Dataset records
● ● ●

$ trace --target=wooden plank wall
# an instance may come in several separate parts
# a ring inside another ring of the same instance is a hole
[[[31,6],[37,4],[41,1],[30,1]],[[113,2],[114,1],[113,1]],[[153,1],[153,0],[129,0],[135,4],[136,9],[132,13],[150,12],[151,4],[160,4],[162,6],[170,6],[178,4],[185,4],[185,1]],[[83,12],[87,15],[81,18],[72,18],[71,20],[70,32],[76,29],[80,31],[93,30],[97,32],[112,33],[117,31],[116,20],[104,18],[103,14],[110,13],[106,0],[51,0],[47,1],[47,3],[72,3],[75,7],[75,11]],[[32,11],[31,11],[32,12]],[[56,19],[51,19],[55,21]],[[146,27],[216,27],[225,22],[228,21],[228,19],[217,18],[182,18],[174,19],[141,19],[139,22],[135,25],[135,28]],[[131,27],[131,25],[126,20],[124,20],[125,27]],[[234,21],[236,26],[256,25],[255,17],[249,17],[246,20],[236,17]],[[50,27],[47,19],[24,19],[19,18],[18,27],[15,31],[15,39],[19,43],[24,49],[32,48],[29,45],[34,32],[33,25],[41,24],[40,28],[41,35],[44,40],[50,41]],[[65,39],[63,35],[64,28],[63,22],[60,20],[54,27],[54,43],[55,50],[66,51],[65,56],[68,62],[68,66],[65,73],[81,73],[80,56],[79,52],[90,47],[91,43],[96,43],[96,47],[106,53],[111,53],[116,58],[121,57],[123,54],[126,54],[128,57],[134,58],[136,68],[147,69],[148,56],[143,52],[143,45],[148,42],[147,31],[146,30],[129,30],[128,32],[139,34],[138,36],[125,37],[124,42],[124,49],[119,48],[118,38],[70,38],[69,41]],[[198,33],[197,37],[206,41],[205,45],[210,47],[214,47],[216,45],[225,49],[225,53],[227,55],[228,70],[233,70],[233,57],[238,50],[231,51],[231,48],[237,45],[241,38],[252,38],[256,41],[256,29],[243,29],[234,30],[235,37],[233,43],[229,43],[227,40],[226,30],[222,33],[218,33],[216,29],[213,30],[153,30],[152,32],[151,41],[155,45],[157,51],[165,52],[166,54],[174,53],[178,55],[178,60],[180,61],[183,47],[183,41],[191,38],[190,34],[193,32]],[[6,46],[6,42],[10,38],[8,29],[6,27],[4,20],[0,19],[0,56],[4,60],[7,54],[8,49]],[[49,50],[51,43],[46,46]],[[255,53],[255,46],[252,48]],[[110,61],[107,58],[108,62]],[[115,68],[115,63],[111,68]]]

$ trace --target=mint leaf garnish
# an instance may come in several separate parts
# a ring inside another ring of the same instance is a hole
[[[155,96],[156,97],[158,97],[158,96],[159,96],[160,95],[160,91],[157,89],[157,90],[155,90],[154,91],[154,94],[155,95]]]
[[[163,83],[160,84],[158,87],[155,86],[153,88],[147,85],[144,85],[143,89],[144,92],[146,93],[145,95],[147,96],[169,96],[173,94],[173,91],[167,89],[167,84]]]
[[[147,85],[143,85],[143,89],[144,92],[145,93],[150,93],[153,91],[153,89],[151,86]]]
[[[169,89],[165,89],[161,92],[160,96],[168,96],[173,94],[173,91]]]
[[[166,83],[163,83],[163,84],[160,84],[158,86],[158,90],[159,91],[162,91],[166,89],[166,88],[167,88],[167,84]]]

● ● ●

*GOAL*:
Quote the part of the entries that opens with the line containing "--target=mint leaf garnish" and runs through the end of the entries, including both ends.

*OUTPUT OF THE TASK*:
$ trace --target=mint leaf garnish
# an instance may come in several separate parts
# a ring inside another ring of the same instance is a hole
[[[155,96],[156,97],[158,97],[158,96],[159,96],[160,95],[160,91],[157,89],[157,90],[155,90],[154,91],[154,94],[155,95]]]
[[[163,83],[160,84],[158,87],[155,86],[153,88],[147,85],[144,85],[143,89],[144,92],[146,93],[145,95],[147,96],[169,96],[173,94],[173,91],[167,89],[167,84]]]
[[[147,85],[143,85],[143,89],[144,92],[145,93],[150,93],[153,91],[153,89],[151,86]]]
[[[169,89],[165,89],[161,92],[160,96],[168,96],[173,94],[173,91]]]
[[[166,83],[163,83],[163,84],[160,84],[158,86],[158,90],[159,91],[162,91],[166,89],[166,88],[167,88],[167,84]]]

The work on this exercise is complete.